> TASK BRIEF
Repeat the full listing, word for word.
========
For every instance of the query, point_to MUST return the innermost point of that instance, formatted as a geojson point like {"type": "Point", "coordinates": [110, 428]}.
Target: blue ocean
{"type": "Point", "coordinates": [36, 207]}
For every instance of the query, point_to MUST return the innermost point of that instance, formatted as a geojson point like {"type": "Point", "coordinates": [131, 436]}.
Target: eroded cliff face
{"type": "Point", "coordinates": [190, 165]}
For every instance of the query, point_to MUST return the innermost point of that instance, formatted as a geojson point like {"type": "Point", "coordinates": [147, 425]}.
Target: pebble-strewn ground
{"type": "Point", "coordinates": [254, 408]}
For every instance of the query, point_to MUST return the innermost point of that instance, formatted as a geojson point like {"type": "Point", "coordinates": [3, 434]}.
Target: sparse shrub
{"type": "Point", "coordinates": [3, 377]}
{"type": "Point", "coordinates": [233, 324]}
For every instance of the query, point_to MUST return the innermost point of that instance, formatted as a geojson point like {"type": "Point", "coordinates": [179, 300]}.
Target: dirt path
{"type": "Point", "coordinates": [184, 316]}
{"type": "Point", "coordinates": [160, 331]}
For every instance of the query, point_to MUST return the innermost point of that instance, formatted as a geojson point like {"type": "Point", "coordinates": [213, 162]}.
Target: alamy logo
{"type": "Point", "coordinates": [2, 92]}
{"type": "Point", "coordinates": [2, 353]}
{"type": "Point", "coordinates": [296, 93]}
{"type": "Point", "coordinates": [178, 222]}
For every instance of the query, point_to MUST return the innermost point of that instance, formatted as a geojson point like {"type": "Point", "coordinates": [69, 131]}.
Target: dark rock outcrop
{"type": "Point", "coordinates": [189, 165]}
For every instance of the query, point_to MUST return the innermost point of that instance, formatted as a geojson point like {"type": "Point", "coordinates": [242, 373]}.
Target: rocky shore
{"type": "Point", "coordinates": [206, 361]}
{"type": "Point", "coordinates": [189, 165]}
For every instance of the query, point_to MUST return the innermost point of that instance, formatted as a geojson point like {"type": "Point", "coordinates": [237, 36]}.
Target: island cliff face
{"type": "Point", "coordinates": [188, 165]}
========
> EXERCISE SOLUTION
For every instance of the query, point_to MUST return the innermost point of that instance, formatted as a geojson point like {"type": "Point", "coordinates": [110, 428]}.
Target: blue ocean
{"type": "Point", "coordinates": [36, 207]}
For every instance of the query, point_to MUST return the innermost point of that instance, formatted as a geojson point like {"type": "Point", "coordinates": [131, 436]}.
Target: eroded cliff face
{"type": "Point", "coordinates": [190, 165]}
For every instance of the query, point_to MUST return the innermost point of that instance, formatted as a geojson point like {"type": "Point", "coordinates": [147, 425]}.
Target: pebble-strewn ground
{"type": "Point", "coordinates": [254, 408]}
For every instance of the query, point_to MUST return the innermost point of that instance, formatted as a geojson point like {"type": "Point", "coordinates": [3, 434]}.
Target: sparse shrub
{"type": "Point", "coordinates": [3, 377]}
{"type": "Point", "coordinates": [233, 324]}
For every instance of the query, point_to MUST return the innermost point of that instance, formatted as a geojson point like {"type": "Point", "coordinates": [179, 300]}.
Target: dirt path
{"type": "Point", "coordinates": [184, 316]}
{"type": "Point", "coordinates": [160, 331]}
For every instance of the query, point_to MUST return the innermost point of that instance, formatted as a geojson point like {"type": "Point", "coordinates": [213, 162]}.
Target: alamy logo
{"type": "Point", "coordinates": [2, 92]}
{"type": "Point", "coordinates": [2, 353]}
{"type": "Point", "coordinates": [296, 93]}
{"type": "Point", "coordinates": [178, 222]}
For every instance of the query, point_to MUST return the innermost point of that instance, formatted as a geojson point like {"type": "Point", "coordinates": [69, 131]}.
Target: dark rock outcrop
{"type": "Point", "coordinates": [189, 165]}
For every instance of the query, point_to MUST return the innermost point of that instance, formatted as a geojson point like {"type": "Point", "coordinates": [242, 373]}.
Target: rocky shore
{"type": "Point", "coordinates": [206, 361]}
{"type": "Point", "coordinates": [189, 165]}
For every instance of the query, point_to MUST return the innermost point of that instance, formatted as a geojson point like {"type": "Point", "coordinates": [237, 36]}.
Target: island cliff face
{"type": "Point", "coordinates": [188, 165]}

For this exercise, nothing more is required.